An exact reproduction of all the entries is the expected answer.
----
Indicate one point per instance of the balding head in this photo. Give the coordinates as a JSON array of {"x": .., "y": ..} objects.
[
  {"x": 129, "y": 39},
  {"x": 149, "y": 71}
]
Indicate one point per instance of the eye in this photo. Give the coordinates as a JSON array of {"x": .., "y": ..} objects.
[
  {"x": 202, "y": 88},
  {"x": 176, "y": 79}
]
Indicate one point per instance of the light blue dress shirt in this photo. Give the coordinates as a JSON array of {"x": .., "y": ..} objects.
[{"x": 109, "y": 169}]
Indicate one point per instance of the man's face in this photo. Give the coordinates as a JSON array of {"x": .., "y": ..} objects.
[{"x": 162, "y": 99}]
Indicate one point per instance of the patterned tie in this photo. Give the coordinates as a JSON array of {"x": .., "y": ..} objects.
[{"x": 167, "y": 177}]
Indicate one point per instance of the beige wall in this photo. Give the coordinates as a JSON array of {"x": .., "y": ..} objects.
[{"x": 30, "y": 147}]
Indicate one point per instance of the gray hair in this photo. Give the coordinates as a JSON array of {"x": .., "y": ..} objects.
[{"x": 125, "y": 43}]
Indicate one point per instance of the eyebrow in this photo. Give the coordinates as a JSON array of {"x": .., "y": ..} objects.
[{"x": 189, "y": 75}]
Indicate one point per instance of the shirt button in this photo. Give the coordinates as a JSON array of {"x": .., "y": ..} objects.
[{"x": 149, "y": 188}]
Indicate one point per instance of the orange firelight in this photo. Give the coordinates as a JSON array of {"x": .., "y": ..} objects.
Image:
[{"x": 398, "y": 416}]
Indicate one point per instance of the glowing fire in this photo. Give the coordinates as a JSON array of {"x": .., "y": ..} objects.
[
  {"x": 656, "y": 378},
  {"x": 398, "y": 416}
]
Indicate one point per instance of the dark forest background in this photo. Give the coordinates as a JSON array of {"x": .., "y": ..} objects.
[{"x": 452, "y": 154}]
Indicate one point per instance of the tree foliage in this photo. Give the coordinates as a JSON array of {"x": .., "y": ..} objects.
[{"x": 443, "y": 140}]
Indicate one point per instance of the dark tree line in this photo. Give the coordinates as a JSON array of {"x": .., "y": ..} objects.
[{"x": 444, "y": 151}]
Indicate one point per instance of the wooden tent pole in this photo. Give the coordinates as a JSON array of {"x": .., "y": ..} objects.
----
Task response:
Indicate one point per instance of the balding head in this photo. Give the coordinates as a JSON array of {"x": .., "y": ..} objects.
[
  {"x": 129, "y": 39},
  {"x": 149, "y": 71}
]
Indicate one point per instance of the eye in this photo. Give the coordinates as a JSON array of {"x": .., "y": ..} objects.
[
  {"x": 202, "y": 88},
  {"x": 176, "y": 79}
]
Indicate one point per instance of the light blue dress shirt in this photo. Give the coordinates as a JSON array of {"x": .., "y": ..} objects.
[{"x": 109, "y": 169}]
Indicate one point per instance of the man's face in this photo. Give the coordinates as a JSON array of {"x": .., "y": ..} objects.
[{"x": 162, "y": 99}]
Indicate one point per instance of the patterned tie in this photo. Give the coordinates as a JSON array of {"x": .., "y": ..} objects.
[{"x": 167, "y": 177}]
Indicate one point per instance of the beige wall in this photo. Give the coordinates as a JSON array of {"x": .., "y": ..} objects.
[{"x": 30, "y": 147}]
Indicate one point per instance of the gray hair in this photo. Give the coordinates as a JSON array of {"x": .., "y": ..} objects.
[{"x": 125, "y": 43}]
Indicate one point per instance of the eyebrow in this photo. Give the coordinates as a JSON array of {"x": .., "y": ..} objects.
[{"x": 189, "y": 75}]
Indicate one point per instance of the shirt button in this photo. Give the coordinates as a JSON array of {"x": .., "y": ..} objects.
[{"x": 149, "y": 188}]
Indicate one point per instance of the orange firelight in this photo. Give the coordinates as a JSON array of {"x": .., "y": ..} objects.
Image:
[{"x": 398, "y": 416}]
Indicate one point per instance of the glowing fire in this photo. Give the coordinates as a JSON array of {"x": .., "y": ..} objects.
[
  {"x": 656, "y": 378},
  {"x": 398, "y": 416}
]
Indicate one point per instance of the dark forest background in this photo. Give the coordinates as a JSON array of {"x": .., "y": ..} objects.
[{"x": 452, "y": 154}]
Indicate one point per instance of the tree foliage in this photo. Give the coordinates as a JSON array of {"x": .., "y": ..} objects.
[{"x": 443, "y": 140}]
Indicate one point per instance of the dark tree line in this photo. Give the coordinates as a JSON array of {"x": .., "y": ..} objects.
[{"x": 444, "y": 151}]
Indicate one point per instance of the wooden tent pole in this photo. Give the coordinates as a JSON array of {"x": .., "y": ..} objects.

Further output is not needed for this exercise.